** BEGIN Extracted records **

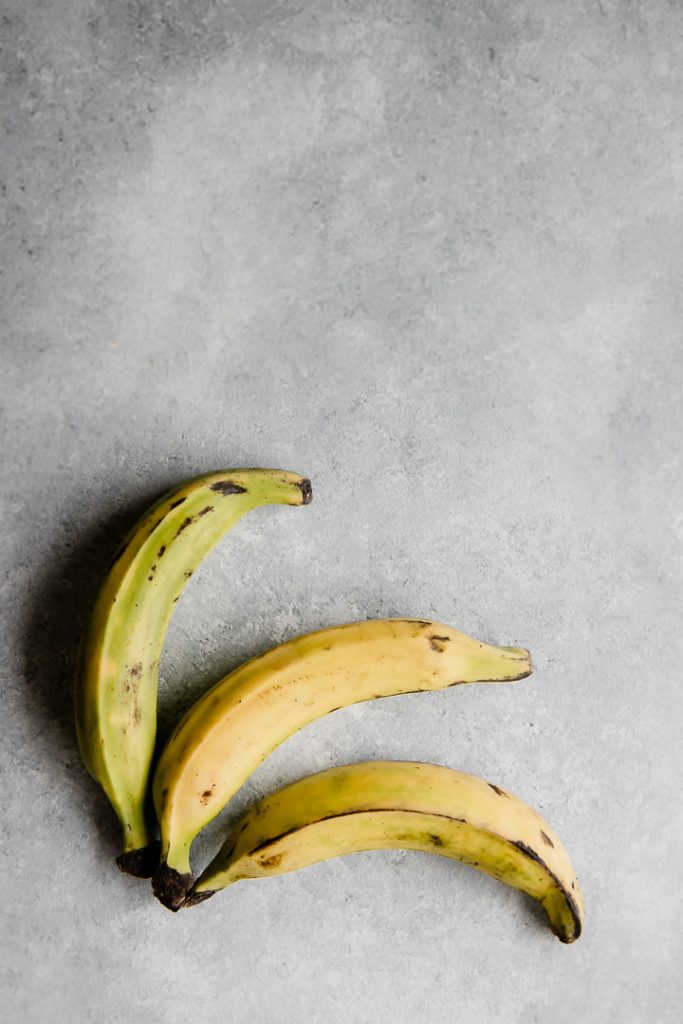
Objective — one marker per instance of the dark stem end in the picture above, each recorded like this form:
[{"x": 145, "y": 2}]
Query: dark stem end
[
  {"x": 142, "y": 863},
  {"x": 194, "y": 898},
  {"x": 170, "y": 887}
]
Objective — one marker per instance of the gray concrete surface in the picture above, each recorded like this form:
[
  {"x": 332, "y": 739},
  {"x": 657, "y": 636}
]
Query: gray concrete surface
[{"x": 429, "y": 254}]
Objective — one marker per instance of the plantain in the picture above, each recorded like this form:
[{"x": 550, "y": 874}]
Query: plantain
[
  {"x": 383, "y": 805},
  {"x": 229, "y": 731},
  {"x": 116, "y": 686}
]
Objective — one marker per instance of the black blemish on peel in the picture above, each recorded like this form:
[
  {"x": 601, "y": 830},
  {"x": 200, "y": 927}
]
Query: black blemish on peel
[
  {"x": 497, "y": 790},
  {"x": 227, "y": 487}
]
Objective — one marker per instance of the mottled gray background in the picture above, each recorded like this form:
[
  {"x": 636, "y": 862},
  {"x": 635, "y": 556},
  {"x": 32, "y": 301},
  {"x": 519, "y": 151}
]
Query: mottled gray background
[{"x": 430, "y": 254}]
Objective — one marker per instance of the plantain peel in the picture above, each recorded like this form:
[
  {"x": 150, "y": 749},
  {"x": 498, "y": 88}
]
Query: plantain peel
[
  {"x": 382, "y": 805},
  {"x": 116, "y": 686},
  {"x": 229, "y": 731}
]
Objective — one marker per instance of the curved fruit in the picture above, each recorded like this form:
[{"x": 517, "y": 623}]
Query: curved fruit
[
  {"x": 401, "y": 804},
  {"x": 228, "y": 732},
  {"x": 116, "y": 686}
]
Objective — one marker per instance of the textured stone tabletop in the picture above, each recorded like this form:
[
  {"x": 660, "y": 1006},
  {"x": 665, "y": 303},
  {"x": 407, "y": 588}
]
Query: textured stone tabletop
[{"x": 428, "y": 254}]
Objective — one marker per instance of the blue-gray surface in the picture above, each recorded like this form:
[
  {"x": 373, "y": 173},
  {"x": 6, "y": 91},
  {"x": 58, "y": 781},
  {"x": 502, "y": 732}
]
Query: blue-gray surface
[{"x": 429, "y": 254}]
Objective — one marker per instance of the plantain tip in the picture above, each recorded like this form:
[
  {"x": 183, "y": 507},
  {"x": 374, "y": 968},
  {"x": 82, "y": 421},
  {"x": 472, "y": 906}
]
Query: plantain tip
[{"x": 306, "y": 491}]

** END Extracted records **

Task details:
Print every item above word for word, leaving out the pictures.

In response:
Objective — one marker per instance of the dark stem end in the picture above, each recorded like this form:
[{"x": 145, "y": 2}]
Query: dark stem end
[
  {"x": 142, "y": 863},
  {"x": 194, "y": 898},
  {"x": 170, "y": 887}
]
Objective — one marker per instance of the gray concrete surface in the picture above, each recorded like this form:
[
  {"x": 332, "y": 739},
  {"x": 657, "y": 636}
]
Query: gray concrete surface
[{"x": 429, "y": 254}]
Objective — one marker per instance of the plantain in the picture above, each recorded like this form:
[{"x": 550, "y": 874}]
Query: plantain
[
  {"x": 383, "y": 805},
  {"x": 229, "y": 731},
  {"x": 116, "y": 686}
]
Objective — one marker per instance of the black blemish on peel in the picture above, each recorded like this form:
[
  {"x": 601, "y": 830},
  {"x": 200, "y": 927}
]
Query: black blemish on peel
[
  {"x": 497, "y": 790},
  {"x": 227, "y": 487}
]
Objective — one marker per instance of the mottled gray background in the picture above, each recorded like this form:
[
  {"x": 636, "y": 862},
  {"x": 635, "y": 556},
  {"x": 32, "y": 301},
  {"x": 519, "y": 151}
]
Query: mottled gray background
[{"x": 430, "y": 254}]
Objective — one marker per instance of the plantain peel in the picture above, each recorded like this form:
[
  {"x": 150, "y": 749},
  {"x": 498, "y": 88}
]
Query: plantain peel
[
  {"x": 382, "y": 805},
  {"x": 116, "y": 686},
  {"x": 229, "y": 731}
]
Objective — one marker per instance of the curved fruit in the picture above, each recorded like this form:
[{"x": 517, "y": 623}]
Query: curved fruit
[
  {"x": 401, "y": 804},
  {"x": 228, "y": 732},
  {"x": 116, "y": 686}
]
Objective — one marker per instance of the textured stone tabletop in the picture above, each recorded like this form:
[
  {"x": 660, "y": 1006},
  {"x": 665, "y": 303},
  {"x": 407, "y": 588}
]
Query: textured stone tabletop
[{"x": 428, "y": 254}]
Objective — one marker per instance of the blue-gray surface in the picture above, each recorded like this form:
[
  {"x": 373, "y": 173},
  {"x": 6, "y": 91},
  {"x": 58, "y": 781},
  {"x": 502, "y": 732}
]
Query: blue-gray surface
[{"x": 429, "y": 254}]
Objective — one marker per instance of the plantain tip in the picture above, each recorded like this form:
[
  {"x": 183, "y": 507},
  {"x": 374, "y": 968},
  {"x": 82, "y": 421},
  {"x": 472, "y": 906}
]
Query: plantain tip
[{"x": 306, "y": 491}]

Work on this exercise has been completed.